═════ INFORMATION SHOWN

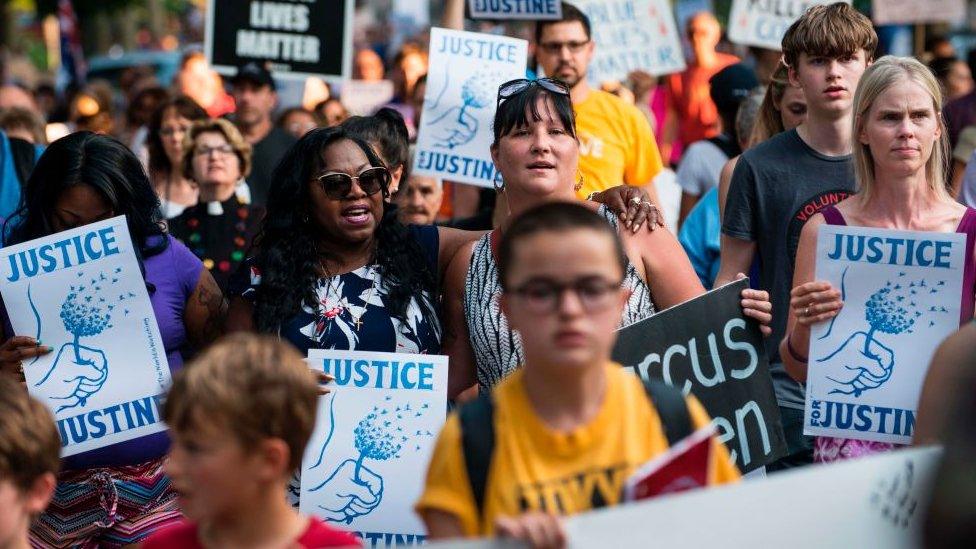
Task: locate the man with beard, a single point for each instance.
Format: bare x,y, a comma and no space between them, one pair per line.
256,98
616,142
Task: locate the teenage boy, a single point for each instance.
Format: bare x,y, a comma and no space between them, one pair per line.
780,184
562,434
240,416
29,460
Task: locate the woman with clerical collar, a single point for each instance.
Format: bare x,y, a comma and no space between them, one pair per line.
220,227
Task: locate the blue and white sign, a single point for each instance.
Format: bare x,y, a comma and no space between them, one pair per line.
516,9
632,35
466,69
763,23
902,293
366,462
81,292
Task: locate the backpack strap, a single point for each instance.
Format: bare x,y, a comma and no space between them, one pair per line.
671,408
478,444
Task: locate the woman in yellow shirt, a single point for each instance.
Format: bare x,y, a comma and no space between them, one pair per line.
570,426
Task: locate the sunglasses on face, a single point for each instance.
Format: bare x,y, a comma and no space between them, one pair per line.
519,85
338,185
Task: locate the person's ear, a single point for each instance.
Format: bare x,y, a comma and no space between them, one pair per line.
40,493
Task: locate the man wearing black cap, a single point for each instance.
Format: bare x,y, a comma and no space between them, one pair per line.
702,162
256,98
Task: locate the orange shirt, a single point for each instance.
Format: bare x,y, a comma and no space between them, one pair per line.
689,94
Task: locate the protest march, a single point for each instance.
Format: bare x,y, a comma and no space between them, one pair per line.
487,273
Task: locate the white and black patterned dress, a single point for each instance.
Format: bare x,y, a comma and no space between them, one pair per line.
497,349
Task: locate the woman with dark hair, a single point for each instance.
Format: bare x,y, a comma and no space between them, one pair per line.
167,127
387,133
112,496
537,152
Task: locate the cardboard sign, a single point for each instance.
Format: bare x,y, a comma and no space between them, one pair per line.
516,9
365,464
466,69
902,292
363,98
296,38
897,12
763,23
81,292
632,35
706,347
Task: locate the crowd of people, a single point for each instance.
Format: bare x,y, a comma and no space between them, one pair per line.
264,231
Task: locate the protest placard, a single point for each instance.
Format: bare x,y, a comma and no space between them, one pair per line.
898,12
81,292
706,347
902,294
515,9
365,464
466,69
363,98
763,23
632,35
296,38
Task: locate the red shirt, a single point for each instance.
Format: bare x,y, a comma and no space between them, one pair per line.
184,535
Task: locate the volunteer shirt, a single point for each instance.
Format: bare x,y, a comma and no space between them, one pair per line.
777,186
186,535
616,144
534,468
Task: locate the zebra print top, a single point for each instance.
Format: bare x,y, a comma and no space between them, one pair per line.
497,349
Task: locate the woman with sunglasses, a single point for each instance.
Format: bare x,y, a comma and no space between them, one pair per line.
537,152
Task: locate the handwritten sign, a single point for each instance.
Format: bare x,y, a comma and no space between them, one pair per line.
706,347
81,292
466,69
515,9
902,294
632,35
897,12
297,38
365,464
763,22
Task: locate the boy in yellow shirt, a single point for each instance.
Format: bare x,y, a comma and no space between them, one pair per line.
562,434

══════════

> TO DO
Could you copy the entries again, starting with the line that contains "Task: locate the zebra" and going on through the end of the entries, requests included, but with -146 added to every coordinate in the answers?

> RESULT OF THE TASK
Task: locate the zebra print top, a single point for each instance.
Format: bare x,y, a comma and no space between them, one pair per line.
351,203
Task: locate the woman with sunglasses, a single point for each instance.
Format: bare x,y, a comma and no space between them, one pair per line.
391,6
Task: locate the handwritten sign, a single point for each instance.
Format: bare x,y, a comma and no space between them, one pair per line.
560,201
-65,146
320,-77
369,-137
756,148
486,-111
751,-134
151,-108
219,318
617,-124
Task: locate the boy in yellow shirt, a single point for each instance.
Format: bare x,y, a comma and no space between them, one pair per line.
416,288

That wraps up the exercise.